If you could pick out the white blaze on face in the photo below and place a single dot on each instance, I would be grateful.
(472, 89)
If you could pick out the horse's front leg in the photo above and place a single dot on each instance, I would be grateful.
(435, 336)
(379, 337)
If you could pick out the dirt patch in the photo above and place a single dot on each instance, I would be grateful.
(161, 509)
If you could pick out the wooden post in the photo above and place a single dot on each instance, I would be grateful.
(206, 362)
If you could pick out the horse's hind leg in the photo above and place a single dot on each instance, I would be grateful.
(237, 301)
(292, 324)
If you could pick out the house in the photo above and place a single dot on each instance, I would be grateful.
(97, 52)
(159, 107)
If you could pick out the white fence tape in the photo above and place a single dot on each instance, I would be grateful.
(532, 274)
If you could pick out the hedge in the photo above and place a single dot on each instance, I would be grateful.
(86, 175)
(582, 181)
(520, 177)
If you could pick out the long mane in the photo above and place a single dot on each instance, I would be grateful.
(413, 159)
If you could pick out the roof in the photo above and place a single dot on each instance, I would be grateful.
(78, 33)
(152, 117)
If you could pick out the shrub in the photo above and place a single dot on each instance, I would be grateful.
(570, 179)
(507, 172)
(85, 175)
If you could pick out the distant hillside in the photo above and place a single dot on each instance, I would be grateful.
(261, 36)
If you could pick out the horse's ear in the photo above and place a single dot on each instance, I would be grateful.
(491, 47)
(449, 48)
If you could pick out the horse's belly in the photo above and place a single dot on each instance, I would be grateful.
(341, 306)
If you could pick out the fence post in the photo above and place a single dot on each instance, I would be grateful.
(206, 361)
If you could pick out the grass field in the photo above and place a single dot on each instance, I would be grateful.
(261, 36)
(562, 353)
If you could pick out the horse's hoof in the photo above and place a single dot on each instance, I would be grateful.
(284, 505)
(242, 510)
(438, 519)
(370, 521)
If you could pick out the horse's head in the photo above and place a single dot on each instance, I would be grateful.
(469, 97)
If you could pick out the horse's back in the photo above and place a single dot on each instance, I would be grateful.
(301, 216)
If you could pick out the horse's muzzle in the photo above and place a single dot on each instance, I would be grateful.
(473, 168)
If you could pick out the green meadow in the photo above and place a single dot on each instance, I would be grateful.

━━━━━━━━━━━━━━━━━━━━━━━━━━━━━━

Copy down the complete data exactly as supplied.

**WRITTEN SOLUTION**
If you could pick out the white blaze on face in the photo below and place a single dot on each instance, I would be grateful.
(472, 89)
If you could pick out the horse's front leg in the photo above and place a single dot on each instance, I would be grateful.
(435, 336)
(379, 337)
If you could pick out the dirt patch in the photo above and place a single dot on each instance, I would be grateful.
(161, 509)
If you could pick out the wooden post in the photo above and place a single dot on each instance, I would be grateful.
(206, 362)
If you could pick out the horse's hind leg in the photo above and place a single dot on each instance, I would be grateful.
(237, 301)
(292, 324)
If you could pick out the house in the photo above and place a single dot on each instance, I would be grateful.
(97, 52)
(159, 107)
If you could pick out the white fence tape in the photo above and place a single dot on each instance, I would be grateful.
(532, 274)
If you could pick out the hedge in the photo above and place a single dot on each instance, I would be grateful.
(86, 175)
(582, 181)
(520, 177)
If you could pick out the long mane in the photo above and place a single dot on each instance, I would be grateful.
(413, 159)
If you could pick out the roof in the photo above and place a single dot on each instance, I would be grateful.
(78, 33)
(152, 117)
If you could pick out the shrub in the photo above and place a single dot on each instance, I would be grateful.
(570, 179)
(507, 172)
(85, 175)
If you could pick out the distant hillside in the photo above and place a single dot on each instance, I would be grateful.
(261, 36)
If you could pick out the horse's ear in the photo above and place a single dot on each instance, I would be grateful.
(491, 47)
(449, 48)
If you could pick out the horse's belly in the photo above and place a single dot on each instance, I would be grateful.
(341, 306)
If you could pick out the fence post in the photo above and place a single dot on each instance, I would be grateful.
(206, 361)
If you could pick out the grass field in the photo above and place a single dot on each instance, I would be grateful.
(261, 36)
(562, 353)
If you could pick out the horse's hoof in the photo above and place a single dot on each instance, I would be grateful.
(284, 505)
(242, 510)
(438, 519)
(370, 521)
If you could pick out the horse's head in the photo above and place a single dot on each instance, I would be grateful.
(469, 97)
If you could pick out the horse's back in the photo above and place a single dot on each instance, I would be grateful.
(301, 216)
If you could pick out the horse's muzzle in the photo above and place a single dot on each instance, I would be grateful.
(473, 168)
If you could pick out the green meadow in the photo above and place a single dot on each instance, I would be grateful.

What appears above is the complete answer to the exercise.